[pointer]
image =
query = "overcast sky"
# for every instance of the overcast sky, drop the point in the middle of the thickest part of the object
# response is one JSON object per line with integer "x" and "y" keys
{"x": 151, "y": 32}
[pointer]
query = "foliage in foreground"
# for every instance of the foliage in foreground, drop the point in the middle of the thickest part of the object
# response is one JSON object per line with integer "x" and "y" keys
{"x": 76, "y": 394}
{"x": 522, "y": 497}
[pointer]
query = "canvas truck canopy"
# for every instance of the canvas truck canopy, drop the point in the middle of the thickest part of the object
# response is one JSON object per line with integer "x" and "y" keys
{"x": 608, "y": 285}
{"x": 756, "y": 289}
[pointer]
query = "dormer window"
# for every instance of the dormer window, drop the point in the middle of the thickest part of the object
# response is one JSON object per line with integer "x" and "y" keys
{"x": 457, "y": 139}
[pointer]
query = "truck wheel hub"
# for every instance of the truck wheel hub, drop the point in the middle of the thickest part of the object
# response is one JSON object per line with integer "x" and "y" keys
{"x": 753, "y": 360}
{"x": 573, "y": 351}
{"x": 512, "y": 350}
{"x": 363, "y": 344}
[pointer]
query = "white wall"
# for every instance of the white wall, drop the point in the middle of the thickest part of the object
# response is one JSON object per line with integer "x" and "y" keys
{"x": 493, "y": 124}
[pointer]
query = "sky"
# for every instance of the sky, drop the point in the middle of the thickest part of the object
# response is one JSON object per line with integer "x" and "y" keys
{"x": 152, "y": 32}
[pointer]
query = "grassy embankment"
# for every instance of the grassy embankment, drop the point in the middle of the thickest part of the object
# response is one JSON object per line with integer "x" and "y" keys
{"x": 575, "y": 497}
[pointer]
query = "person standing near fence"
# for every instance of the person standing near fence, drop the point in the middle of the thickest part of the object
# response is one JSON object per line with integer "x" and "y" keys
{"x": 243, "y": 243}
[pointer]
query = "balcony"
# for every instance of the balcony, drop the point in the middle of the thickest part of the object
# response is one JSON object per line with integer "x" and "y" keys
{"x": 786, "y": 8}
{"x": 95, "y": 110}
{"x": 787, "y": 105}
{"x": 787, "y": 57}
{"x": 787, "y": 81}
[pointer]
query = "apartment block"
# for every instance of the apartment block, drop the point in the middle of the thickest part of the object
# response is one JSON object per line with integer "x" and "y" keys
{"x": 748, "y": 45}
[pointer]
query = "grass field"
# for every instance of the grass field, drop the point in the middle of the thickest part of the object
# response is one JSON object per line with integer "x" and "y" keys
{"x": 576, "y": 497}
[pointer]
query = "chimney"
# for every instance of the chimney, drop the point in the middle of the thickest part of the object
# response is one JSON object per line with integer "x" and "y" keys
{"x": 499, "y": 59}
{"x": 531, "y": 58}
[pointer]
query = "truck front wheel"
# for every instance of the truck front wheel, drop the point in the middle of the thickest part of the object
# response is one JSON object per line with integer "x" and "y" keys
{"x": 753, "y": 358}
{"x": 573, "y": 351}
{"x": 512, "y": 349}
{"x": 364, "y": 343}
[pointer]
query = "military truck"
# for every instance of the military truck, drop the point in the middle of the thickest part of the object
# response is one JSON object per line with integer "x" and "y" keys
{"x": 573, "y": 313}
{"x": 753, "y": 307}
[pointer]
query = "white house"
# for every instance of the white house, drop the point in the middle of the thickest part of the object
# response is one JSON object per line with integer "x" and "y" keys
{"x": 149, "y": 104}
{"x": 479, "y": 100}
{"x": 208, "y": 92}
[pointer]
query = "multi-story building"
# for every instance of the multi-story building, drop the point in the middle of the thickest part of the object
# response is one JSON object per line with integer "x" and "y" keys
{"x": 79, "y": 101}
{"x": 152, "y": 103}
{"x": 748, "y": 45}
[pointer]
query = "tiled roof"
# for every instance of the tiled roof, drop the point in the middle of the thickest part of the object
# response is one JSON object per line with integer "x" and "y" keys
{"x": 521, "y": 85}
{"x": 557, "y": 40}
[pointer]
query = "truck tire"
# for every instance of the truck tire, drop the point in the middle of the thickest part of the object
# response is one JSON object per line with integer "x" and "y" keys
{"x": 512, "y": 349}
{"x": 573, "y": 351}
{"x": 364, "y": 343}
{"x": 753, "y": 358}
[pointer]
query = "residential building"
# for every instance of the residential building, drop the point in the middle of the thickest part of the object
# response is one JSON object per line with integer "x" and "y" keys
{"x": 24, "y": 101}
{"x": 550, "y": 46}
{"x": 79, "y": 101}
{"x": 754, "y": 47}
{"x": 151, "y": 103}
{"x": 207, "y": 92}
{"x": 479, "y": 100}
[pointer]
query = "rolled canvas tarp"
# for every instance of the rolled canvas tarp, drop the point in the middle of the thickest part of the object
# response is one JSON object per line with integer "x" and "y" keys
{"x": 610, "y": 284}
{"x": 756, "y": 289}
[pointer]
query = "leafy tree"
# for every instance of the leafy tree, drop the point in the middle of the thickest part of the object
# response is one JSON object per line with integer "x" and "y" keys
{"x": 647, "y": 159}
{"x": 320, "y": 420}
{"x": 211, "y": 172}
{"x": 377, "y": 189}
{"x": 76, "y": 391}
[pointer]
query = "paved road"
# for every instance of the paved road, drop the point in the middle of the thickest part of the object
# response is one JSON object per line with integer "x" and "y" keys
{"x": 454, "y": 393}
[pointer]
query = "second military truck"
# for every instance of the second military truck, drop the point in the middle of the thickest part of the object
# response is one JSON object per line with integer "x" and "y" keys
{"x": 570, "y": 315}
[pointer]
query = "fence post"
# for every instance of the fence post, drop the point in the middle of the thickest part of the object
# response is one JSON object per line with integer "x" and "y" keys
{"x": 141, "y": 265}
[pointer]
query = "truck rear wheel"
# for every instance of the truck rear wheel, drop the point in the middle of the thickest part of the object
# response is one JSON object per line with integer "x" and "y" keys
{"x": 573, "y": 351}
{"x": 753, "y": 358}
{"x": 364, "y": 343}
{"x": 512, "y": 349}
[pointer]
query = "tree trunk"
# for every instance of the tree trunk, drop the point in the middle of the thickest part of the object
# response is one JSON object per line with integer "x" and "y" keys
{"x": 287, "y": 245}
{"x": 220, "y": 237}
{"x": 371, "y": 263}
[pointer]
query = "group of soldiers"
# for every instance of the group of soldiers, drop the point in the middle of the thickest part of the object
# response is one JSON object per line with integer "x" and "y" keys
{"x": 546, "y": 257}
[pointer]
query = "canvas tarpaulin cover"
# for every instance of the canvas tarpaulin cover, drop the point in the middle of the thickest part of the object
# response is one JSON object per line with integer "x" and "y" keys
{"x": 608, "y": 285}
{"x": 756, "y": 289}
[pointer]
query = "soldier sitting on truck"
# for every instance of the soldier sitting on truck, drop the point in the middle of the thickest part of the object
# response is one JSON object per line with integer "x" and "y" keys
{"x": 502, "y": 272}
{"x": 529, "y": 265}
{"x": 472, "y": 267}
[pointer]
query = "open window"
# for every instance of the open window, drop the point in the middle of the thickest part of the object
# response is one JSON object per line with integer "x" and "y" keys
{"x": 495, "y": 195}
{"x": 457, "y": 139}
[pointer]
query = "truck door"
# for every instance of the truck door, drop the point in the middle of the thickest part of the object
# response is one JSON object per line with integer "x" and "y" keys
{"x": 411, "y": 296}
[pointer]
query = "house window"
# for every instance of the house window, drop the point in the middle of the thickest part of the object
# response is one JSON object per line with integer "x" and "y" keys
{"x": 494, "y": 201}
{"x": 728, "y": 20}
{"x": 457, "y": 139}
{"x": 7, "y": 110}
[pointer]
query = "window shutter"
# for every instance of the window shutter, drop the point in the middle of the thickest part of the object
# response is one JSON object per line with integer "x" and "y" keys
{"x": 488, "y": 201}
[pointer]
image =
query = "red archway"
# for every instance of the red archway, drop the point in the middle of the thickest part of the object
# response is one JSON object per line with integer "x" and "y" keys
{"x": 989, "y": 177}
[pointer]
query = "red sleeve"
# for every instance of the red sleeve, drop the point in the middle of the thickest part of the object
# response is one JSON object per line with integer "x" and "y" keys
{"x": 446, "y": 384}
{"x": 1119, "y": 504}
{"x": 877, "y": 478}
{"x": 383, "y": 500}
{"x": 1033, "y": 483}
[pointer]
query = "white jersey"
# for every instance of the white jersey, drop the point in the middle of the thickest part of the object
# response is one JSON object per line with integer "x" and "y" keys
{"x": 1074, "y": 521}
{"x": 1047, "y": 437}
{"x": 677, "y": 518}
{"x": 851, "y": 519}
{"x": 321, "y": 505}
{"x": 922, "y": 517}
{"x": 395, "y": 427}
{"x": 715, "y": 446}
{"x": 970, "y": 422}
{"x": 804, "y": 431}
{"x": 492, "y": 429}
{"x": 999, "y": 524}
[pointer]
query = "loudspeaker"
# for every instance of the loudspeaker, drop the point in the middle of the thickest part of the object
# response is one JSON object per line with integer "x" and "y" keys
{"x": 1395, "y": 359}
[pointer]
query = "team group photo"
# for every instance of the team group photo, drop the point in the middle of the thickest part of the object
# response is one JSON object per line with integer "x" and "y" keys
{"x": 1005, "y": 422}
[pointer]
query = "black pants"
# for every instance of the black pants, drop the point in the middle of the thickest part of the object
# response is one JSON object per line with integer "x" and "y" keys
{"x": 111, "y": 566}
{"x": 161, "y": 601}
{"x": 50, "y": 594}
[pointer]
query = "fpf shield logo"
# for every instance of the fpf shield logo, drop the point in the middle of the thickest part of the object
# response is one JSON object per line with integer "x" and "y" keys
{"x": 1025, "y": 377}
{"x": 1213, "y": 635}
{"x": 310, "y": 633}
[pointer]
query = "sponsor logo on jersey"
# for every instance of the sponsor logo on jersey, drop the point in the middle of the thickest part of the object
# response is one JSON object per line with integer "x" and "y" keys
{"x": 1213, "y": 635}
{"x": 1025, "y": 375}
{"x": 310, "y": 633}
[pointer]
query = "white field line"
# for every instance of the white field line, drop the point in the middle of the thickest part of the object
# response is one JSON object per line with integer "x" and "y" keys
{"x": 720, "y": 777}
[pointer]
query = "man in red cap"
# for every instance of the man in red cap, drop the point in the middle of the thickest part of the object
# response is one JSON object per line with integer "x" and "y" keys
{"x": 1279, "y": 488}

EXERCISE
For each line in the records that holds "house", show that line as it stands.

ANSWER
query = "white house"
# for every instance of the white house, drop the point in the middle of the thickest part of the object
query = "house window"
# for every instance of the house window, drop the point in the middle of the thickest part of the object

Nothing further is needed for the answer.